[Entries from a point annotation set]
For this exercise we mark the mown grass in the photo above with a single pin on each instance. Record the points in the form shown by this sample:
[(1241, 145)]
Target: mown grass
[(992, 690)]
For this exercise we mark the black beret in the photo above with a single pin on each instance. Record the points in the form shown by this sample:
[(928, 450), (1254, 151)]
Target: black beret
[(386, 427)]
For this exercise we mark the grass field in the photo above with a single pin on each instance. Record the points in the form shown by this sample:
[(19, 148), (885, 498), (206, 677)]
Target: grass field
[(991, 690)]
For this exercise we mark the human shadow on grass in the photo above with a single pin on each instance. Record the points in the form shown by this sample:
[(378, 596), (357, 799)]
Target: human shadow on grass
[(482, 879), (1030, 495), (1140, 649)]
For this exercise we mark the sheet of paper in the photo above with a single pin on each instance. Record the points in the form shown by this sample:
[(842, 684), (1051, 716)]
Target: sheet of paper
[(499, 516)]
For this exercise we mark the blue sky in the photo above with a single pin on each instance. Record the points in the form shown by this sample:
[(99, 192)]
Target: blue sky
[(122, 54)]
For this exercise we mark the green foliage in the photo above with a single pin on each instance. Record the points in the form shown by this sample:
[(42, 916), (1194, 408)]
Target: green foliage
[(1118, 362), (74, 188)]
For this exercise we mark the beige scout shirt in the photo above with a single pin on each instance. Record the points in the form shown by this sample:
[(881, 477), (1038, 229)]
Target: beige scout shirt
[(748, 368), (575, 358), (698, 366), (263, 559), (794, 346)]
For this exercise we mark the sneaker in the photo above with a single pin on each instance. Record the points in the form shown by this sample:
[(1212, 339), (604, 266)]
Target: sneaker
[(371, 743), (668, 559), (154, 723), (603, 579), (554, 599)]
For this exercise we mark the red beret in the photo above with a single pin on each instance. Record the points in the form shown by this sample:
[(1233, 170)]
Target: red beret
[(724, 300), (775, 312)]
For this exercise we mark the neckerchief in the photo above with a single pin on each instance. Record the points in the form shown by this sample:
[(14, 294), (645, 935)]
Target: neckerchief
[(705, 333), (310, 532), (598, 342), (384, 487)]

§ What you have to do: Copy the rows from the start through the line holding "[(122, 54)]", inclusive, with their requests unchanged. Scale every point coordinate in the answers by 0.75, rounding to whole numbers with halves going up.

§ Exercise response:
For this exercise we mark the mown grass in the photo above with a single pin on each instance. Record the points in the form shown by this sample:
[(1241, 145)]
Target: mown grass
[(744, 518)]
For this exercise we mark the black beret in the photo above with a single pin on each instance. Record the points in the form shown by this sample:
[(928, 450), (1254, 151)]
Target: black beret
[(290, 320)]
For this exercise we mark the grass field in the photo above with a single pin on each instance. Record the points in the form shown by this sample:
[(19, 148), (885, 498), (206, 677)]
Target: grass field
[(743, 518)]
For this exercise we mark the human shadow on grass in the photo above with a single pin on each instance. Record the points in the form shown by this sample:
[(378, 596), (357, 799)]
Target: human shadow on grass
[(362, 659), (773, 371), (855, 487)]
For this exercise we mark the sheet of paper in the photo above with a single pin on each instance. Record the points in the form shown by this sample:
[(842, 684), (1051, 716)]
Target: sheet of paper
[(374, 387)]
For this exercise we mark the blue sky in the photo above with a single pin on each instance. Record the points in the form shown by this sample:
[(99, 192)]
Target: blue sky
[(92, 41)]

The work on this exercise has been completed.